Set the data down again so that every line matches exactly.

◆ Data section
Start of Block

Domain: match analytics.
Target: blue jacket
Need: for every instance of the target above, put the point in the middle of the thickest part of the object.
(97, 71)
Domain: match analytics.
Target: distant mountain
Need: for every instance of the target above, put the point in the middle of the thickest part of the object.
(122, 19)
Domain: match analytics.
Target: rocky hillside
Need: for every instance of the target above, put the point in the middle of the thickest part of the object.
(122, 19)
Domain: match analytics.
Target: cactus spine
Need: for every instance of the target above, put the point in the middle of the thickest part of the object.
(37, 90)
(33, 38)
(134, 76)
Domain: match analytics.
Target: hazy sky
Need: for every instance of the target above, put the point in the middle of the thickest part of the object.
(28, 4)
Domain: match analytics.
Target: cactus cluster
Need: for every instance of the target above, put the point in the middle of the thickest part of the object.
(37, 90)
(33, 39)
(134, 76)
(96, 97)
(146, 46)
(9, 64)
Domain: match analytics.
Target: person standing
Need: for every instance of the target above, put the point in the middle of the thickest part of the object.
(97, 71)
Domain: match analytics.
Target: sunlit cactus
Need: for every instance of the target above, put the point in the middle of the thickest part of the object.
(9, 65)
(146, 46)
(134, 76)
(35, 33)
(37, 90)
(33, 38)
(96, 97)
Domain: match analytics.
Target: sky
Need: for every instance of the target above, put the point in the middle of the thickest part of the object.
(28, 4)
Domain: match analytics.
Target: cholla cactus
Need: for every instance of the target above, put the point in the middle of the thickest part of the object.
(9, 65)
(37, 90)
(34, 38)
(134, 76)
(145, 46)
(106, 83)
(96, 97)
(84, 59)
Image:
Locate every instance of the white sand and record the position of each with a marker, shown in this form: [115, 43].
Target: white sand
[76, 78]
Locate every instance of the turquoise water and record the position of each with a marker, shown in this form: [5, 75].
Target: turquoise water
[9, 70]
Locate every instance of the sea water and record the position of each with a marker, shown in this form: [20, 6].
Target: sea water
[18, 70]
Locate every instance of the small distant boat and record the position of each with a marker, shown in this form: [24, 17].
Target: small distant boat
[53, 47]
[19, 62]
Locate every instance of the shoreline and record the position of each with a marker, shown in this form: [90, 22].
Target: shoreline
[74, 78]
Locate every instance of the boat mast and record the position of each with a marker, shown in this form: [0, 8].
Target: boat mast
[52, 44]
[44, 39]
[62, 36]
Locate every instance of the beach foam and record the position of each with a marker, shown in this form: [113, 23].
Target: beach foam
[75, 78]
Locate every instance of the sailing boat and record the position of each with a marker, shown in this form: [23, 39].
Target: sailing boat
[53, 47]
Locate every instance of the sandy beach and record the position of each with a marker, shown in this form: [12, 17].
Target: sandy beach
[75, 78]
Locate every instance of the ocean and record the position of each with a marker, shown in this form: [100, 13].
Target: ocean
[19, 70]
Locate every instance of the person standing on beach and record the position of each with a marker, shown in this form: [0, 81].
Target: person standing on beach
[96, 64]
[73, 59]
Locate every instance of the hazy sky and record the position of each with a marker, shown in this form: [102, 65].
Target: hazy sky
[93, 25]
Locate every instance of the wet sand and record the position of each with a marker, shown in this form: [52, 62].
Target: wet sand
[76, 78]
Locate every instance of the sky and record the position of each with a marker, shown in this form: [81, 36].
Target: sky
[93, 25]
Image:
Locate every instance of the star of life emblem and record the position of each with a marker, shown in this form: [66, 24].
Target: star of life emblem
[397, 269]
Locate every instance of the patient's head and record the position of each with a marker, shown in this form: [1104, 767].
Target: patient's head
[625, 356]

End of Block

◆ Reply to the task
Domain: match analytics.
Target: blue jacket
Need: for every instance of the target above, put the point in the middle of the thickest part of the object.
(97, 71)
Domain: match analytics.
Target: distant mountain
Need: for every instance of the target above, put the point in the middle of the thickest part of the object.
(122, 19)
Domain: match analytics.
Target: rocky hillside
Need: for every instance of the target above, put the point in the middle of the thickest part of the object.
(122, 19)
Domain: match analytics.
Target: cactus spine
Need: for every instance of the target above, put the point in the middle of the thickest part of the object.
(37, 90)
(33, 38)
(134, 76)
Domain: match analytics.
Target: hazy sky
Need: for every instance of the target above, put the point in the middle of the thickest part of the object.
(28, 4)
Domain: match analytics.
Target: cactus cluster
Need: for every instance of the target above, put the point in the middle of the thickest part of the object.
(37, 90)
(33, 39)
(134, 76)
(96, 97)
(146, 46)
(9, 64)
Domain: match analytics.
Target: person standing
Need: for every instance of the target above, put the point in the middle of the thickest part of the object.
(97, 71)
Domain: match analytics.
Target: sunlit cactus
Need: for every instance of the target above, put the point in the middle of the thickest part of the object.
(9, 65)
(146, 46)
(134, 76)
(35, 33)
(37, 90)
(33, 38)
(96, 97)
Domain: match analytics.
Target: sky
Need: for every instance of the target above, put the point in the middle of the thickest part of the object.
(28, 4)
Domain: match analytics.
Target: cholla cactus
Need: for every instance of the target above, put the point in the middle of the thickest part of the object.
(9, 65)
(37, 90)
(34, 38)
(134, 76)
(145, 46)
(106, 83)
(96, 97)
(84, 59)
Image:
Locate every instance of the white sand and record the position of each with a marker, shown in this form: [115, 43].
Target: white sand
[76, 78]
Locate every instance of the turquoise water and record the position of each with a marker, shown in this form: [5, 75].
Target: turquoise water
[9, 70]
Locate every instance of the sea water and record the position of each with a marker, shown in this form: [20, 6].
Target: sea water
[18, 70]
Locate every instance of the small distant boat and record the position of each with a marker, shown in this form: [24, 17].
Target: small distant boat
[53, 47]
[19, 62]
Locate every instance of the shoreline and record the position of each with a marker, shown in this form: [90, 22].
Target: shoreline
[74, 78]
Locate every instance of the boat mast and record the position of each with a marker, shown in this form: [0, 8].
Target: boat mast
[52, 44]
[44, 39]
[62, 36]
Locate every instance of the beach foam and record the position of each with a marker, shown in this form: [113, 23].
Target: beach foam
[75, 78]
Locate every instance of the sailing boat and record the position of each with a marker, shown in this form: [23, 39].
Target: sailing boat
[53, 47]
Locate every instance of the sandy beach and record the position of each with a marker, shown in this form: [12, 17].
Target: sandy beach
[75, 78]
Locate every instance of the ocean and record the position of each with a marker, shown in this form: [100, 13].
Target: ocean
[19, 70]
Locate every instance of the person standing on beach and record the position of each with a marker, shown in this form: [0, 81].
Target: person standing on beach
[96, 64]
[73, 59]
Locate every instance of the hazy sky and record the position of each with a marker, shown in this form: [102, 65].
Target: hazy sky
[93, 25]
Locate every instance of the wet sand and record the position of each with a marker, shown in this form: [52, 62].
Target: wet sand
[76, 78]
Locate every instance of the sky and record the position of each with a marker, shown in this form: [81, 36].
Target: sky
[93, 25]
Image:
Locate every instance of the star of life emblem and record the position of each with a marker, shown in this form: [66, 24].
Target: star of life emblem
[397, 269]
Locate every instance of the patient's head and record the position of each with a marker, shown in this form: [1104, 767].
Target: patient's head
[625, 356]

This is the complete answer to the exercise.